* **Prompt A**
In the article on the coronavirus capital squeeze, which institution called the JobKeeper program a world-leading crisis response policy?
* **Prompt B**
Extend the article on the coronavirus capital squeeze facing Australian business from the point where it stops.

*** Source passage ***

New estimates from AMP Capital show the full extent of the “unprecedented capital squeeze” facing big and small business during the coronavirus crisis.

The $130 billion JobKeeper stimulus program hailed by the Washington, DC-based Brookings Institution as a world-leading crisis response policy was found to be the biggest contributor to boosting corporate balance sheets.
Its only prudent that companies cut or defer dividends, draw down revolving lines of credit or issue debt or even equity to ensure companies get over the liquidity bridge,
Dermot Ryan, AMP Capital
The federal government has done a great job in containing the virus outbreak in Australia and quickly launching the generous JobKeeper stimulus to keep businesses and employment intact through the lockdown, Mr Ryan said. The reopening phase has the potential to be far more divisive, but we must look to do it as quickly and as safely as possible to ease the constriction of the lifeblood of the economy.
An extra $6 billion was lapped up under the government’s relief measures aimed at small and medium businesses, including the Coronavirus SME Guarantee Scheme, which allows banks to provide loans of up o $250,000 to businesses with maximum annual turnover of $50 million, backed by a new and temporary line of funding from the Reserve Bank of Australia.

*** End of Source passage ***
*** Data extracts ***

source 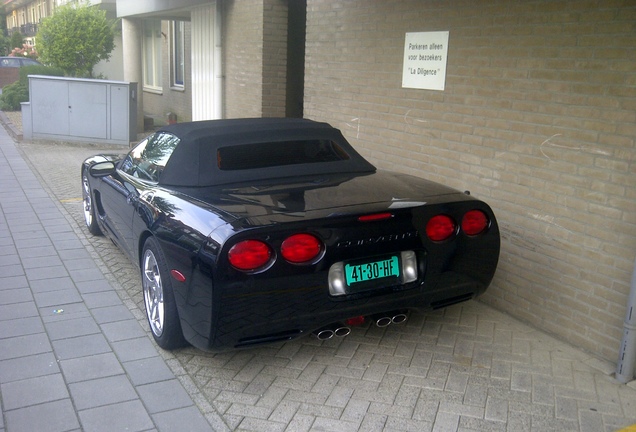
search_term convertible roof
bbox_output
[158,118,375,186]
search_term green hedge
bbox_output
[0,65,64,111]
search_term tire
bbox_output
[82,171,102,235]
[141,237,187,350]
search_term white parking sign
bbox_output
[402,31,448,90]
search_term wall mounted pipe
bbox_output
[616,260,636,384]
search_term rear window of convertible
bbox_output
[216,139,349,171]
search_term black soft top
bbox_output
[158,118,375,186]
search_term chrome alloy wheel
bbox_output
[82,174,93,227]
[142,249,165,337]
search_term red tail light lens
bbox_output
[227,240,272,271]
[426,215,457,241]
[462,210,488,236]
[280,234,322,264]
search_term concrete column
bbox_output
[121,18,144,133]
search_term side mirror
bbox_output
[88,161,116,177]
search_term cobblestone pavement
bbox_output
[7,122,636,432]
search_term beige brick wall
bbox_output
[222,0,287,118]
[221,0,263,118]
[305,0,636,361]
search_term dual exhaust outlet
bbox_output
[313,311,408,340]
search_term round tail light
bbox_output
[280,234,323,264]
[227,240,272,271]
[426,215,457,241]
[462,210,488,236]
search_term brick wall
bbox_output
[221,0,263,118]
[143,21,192,125]
[222,0,287,118]
[262,0,287,117]
[304,0,636,361]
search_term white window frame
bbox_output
[143,20,163,93]
[170,21,185,90]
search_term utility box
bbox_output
[22,75,137,146]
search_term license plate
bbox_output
[345,256,400,286]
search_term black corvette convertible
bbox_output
[81,119,499,351]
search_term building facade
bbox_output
[117,0,305,127]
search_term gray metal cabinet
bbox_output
[22,75,137,145]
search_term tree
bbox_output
[36,2,115,77]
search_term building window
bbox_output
[143,20,162,91]
[172,21,185,88]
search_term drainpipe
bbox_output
[616,255,636,384]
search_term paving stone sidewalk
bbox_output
[0,120,213,432]
[0,115,636,432]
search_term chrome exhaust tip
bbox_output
[314,329,334,340]
[333,326,351,337]
[391,312,409,324]
[375,316,393,327]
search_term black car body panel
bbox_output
[82,119,499,351]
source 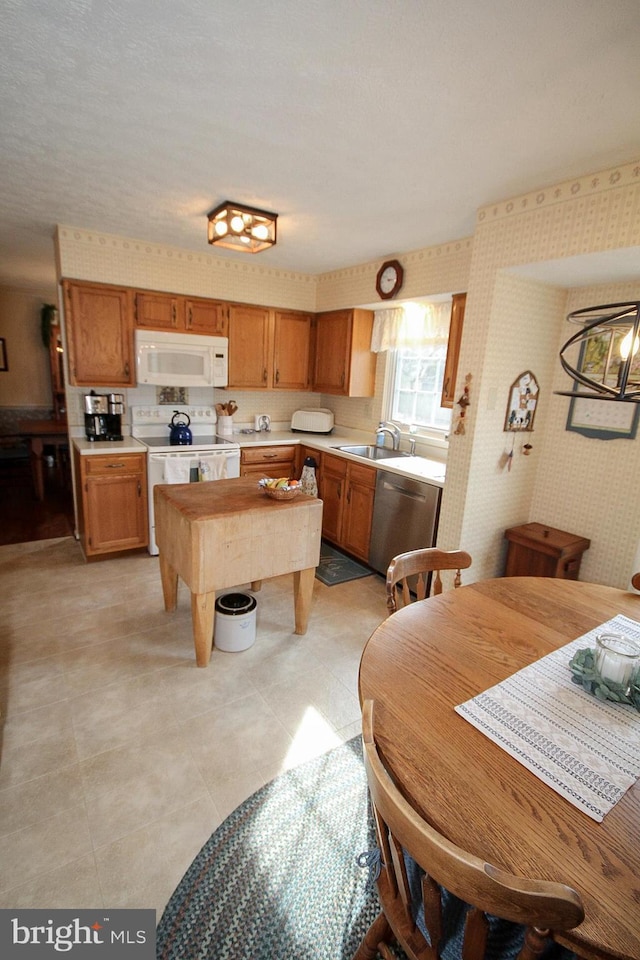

*** End of Data extracts ***

* **Expected answer A**
The Washington, DC-based Brookings Institution.

* **Expected answer B**
The rest of the total $350 billion figure was attributed in the AMP Capital analysis to banking facilities ($45 billion), bond issuances ($31 billion), dividend cuts ($19 billion), listed equity issuance on the Australian sharemarket ($15 billon), cancelled share buybacks ($9 billion) and a “rough estimate” of $7 billion in rent abatements nationally.
Its only prudent that companies cut or defer dividends, draw down revolving lines of credit or issue debt or even equity to ensure companies get over the liquidity bridge, the portfolio manager said.
However, he acknowledged that many companies face a tough decision in weighing up their capital raising options amid the crisis.
For companies our current economic slump is pitting many of your traditional company stakeholders against each other. Companies are having to decide on using cash and debt facilities to pay invoices, dividends, wages or spend capital expenditure for future growth.
That bind is particularly pronounced for companies opting to cut or defer dividend payments. In the past week, major banks ANZ and Westpac deferred their dividend decision, while National Australia Bank cut its dividend by 64 per cent and Insurance Australia Group said it would be unlikely to declare a dividend.
The moves drew criticism from both retail and institutional investors, who claimed big corporates were hitting retirees, who rely on dividends for everyday income, at the worst possible time.
But Mr Ryan said long-term investors need to be patient and that normal distributions would be return as the broader economy recovers.
It is important to remember that this period is transitory, and the crisis will pass, he said.
Shareholders should consider valuing companies on a mid-cycle three-year basis so they can calmly look through the short-term pause to find companies that can grow their earnings and dividends in normal times.
The estimate that a total of $15 billion will be raised through equity markets follows new disclosure rules being slapped on issuing companies by the ASX, with encouragement from the Australian Securities and Investments Commission.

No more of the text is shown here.